Extracted text:
You can check if a thread is joinable or not by simply calling joinable()
member function. This function returns true
if the thread is joinable or false
otherwise (a thread cannot be joined more than once or already detached). A simple check can be applied before joining the thread. Observe the following:
std::thread t1(func);
if (t1.joinable())
{
t1.join();
}
But why bother applying checks when you have another option available to make execution happen? Surely our examples would work fine if you replace join()
with detach()
. But here’s the catch. detach()
make thread to run in background which can result in daemon thread (Linux terminology). You don’t know when a detached thread is going to finish so extra care is needed when using references or pointer (as things can go out of scope when a thread finishes executing). That’s the reason why join()
is preferable in most conditions.
Other Ways of Creating Threads
Using function is just one way to creating and initializing thread. You can also use functor
(function object of the class that overloads operator ()

Request 1: Name every thread member function mentioned in the passage on C++ threads.
Request 2: Sum up the passage on C++ threads in two sentences.

Material shown:
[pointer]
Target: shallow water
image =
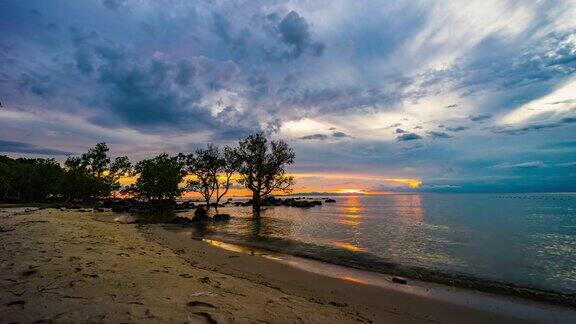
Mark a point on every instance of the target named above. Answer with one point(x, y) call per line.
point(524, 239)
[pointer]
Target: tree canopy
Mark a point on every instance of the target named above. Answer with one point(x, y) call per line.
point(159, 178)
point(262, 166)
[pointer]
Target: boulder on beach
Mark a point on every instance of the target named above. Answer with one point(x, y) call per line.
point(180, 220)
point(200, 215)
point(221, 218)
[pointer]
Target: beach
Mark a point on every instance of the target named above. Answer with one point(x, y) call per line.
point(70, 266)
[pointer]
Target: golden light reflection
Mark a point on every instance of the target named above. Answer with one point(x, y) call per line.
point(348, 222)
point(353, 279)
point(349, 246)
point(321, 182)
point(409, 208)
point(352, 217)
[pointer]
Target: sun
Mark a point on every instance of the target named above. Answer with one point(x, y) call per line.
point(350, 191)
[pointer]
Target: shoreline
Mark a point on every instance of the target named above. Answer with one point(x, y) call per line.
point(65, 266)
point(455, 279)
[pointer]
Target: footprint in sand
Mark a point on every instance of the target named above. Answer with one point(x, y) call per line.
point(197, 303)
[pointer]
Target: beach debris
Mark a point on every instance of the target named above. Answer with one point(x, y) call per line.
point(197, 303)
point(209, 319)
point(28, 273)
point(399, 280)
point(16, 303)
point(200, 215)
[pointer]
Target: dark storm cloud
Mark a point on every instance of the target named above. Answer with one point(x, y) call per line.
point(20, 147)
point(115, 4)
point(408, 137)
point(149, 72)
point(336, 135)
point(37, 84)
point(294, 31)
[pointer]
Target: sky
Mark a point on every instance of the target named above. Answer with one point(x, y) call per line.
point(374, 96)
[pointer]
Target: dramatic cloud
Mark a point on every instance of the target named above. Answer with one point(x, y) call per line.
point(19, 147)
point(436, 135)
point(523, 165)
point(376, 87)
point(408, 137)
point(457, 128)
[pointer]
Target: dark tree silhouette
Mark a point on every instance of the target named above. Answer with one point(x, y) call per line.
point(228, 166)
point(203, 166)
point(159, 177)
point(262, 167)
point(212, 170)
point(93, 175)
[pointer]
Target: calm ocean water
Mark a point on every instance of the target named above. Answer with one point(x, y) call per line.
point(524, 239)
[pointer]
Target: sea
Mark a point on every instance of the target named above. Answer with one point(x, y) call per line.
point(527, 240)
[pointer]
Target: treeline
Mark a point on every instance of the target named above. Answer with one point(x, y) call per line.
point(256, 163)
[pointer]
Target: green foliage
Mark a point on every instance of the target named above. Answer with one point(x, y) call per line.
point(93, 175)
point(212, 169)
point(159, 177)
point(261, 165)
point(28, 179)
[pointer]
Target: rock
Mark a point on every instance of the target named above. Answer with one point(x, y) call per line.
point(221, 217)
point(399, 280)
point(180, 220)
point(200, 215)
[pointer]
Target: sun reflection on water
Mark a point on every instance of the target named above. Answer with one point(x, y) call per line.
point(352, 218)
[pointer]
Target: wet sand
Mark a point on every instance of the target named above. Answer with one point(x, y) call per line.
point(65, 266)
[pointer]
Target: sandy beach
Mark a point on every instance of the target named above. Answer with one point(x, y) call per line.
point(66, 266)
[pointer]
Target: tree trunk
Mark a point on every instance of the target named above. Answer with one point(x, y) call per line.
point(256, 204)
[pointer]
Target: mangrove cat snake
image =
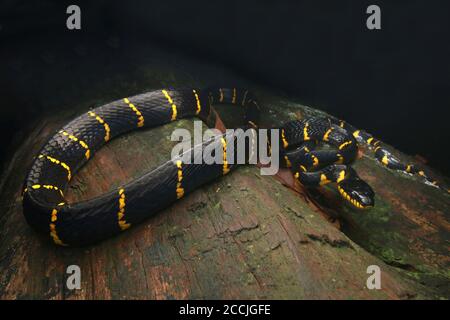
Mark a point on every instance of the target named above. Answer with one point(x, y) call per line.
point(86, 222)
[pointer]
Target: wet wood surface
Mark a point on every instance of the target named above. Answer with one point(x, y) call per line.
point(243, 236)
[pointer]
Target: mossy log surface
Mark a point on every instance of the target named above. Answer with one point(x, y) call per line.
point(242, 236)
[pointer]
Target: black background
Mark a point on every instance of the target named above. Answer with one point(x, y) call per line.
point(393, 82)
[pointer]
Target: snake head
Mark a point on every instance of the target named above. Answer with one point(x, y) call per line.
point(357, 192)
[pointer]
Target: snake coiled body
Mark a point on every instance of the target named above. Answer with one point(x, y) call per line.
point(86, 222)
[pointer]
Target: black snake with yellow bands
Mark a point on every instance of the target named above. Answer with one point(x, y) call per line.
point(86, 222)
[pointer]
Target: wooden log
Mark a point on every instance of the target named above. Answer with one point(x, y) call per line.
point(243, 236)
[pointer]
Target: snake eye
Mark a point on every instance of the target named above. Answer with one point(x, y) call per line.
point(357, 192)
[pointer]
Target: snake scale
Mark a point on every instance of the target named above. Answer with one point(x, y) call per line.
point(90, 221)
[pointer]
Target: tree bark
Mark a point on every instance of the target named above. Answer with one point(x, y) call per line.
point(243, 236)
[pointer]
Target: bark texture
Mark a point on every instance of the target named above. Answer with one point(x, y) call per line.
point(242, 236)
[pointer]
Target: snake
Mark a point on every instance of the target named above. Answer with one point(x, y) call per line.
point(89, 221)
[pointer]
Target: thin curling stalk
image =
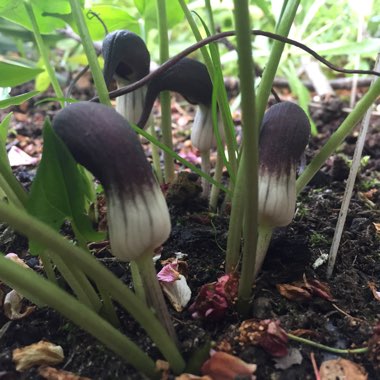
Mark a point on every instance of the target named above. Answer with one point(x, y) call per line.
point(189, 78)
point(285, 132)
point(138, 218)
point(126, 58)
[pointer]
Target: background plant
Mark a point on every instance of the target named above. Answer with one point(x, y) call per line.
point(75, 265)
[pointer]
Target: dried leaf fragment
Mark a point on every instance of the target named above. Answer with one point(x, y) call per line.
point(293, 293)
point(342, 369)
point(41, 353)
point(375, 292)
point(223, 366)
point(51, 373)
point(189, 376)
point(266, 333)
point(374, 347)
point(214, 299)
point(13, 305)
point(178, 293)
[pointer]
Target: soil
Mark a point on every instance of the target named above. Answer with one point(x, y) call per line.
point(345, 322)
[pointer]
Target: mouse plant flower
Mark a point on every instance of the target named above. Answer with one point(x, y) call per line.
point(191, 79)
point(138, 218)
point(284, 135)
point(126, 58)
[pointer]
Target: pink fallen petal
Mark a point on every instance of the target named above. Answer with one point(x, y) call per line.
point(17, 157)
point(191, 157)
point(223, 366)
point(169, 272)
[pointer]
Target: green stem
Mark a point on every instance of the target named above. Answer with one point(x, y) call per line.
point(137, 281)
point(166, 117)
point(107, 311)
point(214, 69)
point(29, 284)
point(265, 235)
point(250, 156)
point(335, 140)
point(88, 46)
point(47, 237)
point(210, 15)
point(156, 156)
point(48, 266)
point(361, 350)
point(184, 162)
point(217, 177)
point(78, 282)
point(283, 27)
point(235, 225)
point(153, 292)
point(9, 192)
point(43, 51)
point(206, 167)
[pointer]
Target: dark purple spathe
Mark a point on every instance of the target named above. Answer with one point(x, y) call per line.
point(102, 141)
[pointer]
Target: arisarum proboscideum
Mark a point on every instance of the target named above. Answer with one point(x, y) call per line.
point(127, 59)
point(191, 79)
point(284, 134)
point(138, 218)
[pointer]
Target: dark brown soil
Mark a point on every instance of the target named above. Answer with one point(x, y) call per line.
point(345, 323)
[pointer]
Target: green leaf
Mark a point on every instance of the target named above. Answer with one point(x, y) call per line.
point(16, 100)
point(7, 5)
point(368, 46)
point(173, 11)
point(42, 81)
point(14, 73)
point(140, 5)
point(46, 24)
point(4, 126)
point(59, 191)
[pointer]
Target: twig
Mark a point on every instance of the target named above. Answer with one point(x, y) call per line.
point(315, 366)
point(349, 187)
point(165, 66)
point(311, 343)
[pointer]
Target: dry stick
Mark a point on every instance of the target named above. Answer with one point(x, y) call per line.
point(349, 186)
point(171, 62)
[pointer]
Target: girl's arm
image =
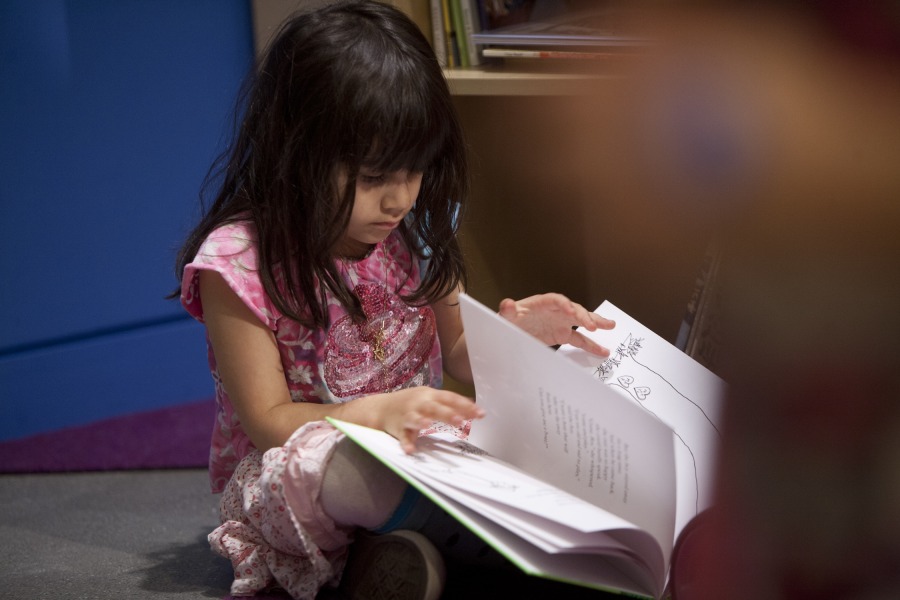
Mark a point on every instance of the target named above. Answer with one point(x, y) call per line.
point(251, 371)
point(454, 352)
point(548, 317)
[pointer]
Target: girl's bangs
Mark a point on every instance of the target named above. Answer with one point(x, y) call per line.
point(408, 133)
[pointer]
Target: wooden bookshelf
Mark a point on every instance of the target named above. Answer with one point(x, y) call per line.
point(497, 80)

...

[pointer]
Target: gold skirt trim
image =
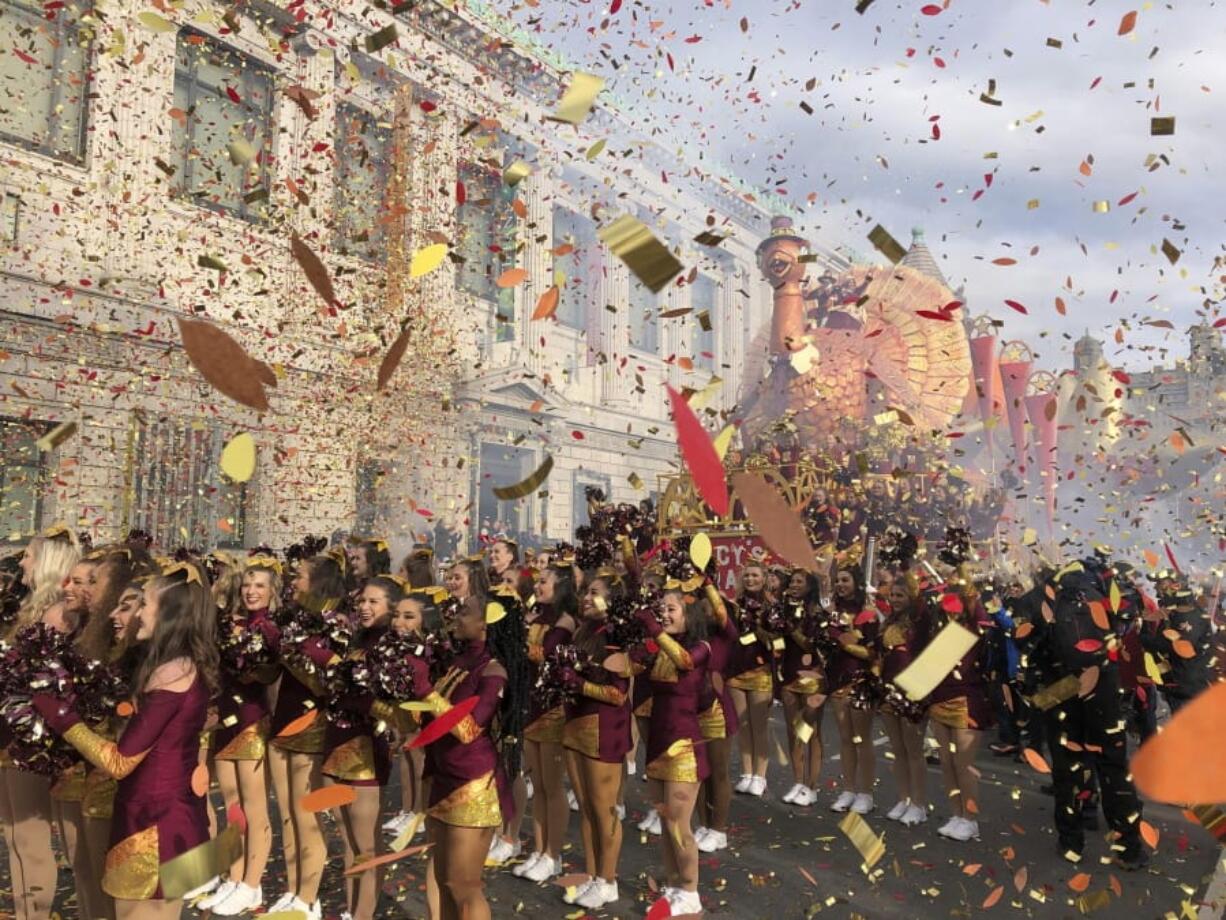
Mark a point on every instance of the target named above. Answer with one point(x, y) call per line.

Exercise output 1: joinable(), join(), detach()

Exercise output 2: Calling joinable() returns true if a thread can be joined and false if not, so it can be checked before calling join(), because a thread can't be joined more than once or after it has been detached. detach() also works, but it runs the thread in the background, and since you don't know when it will finish, references and pointers need extra care, which is why join() is preferable in most conditions.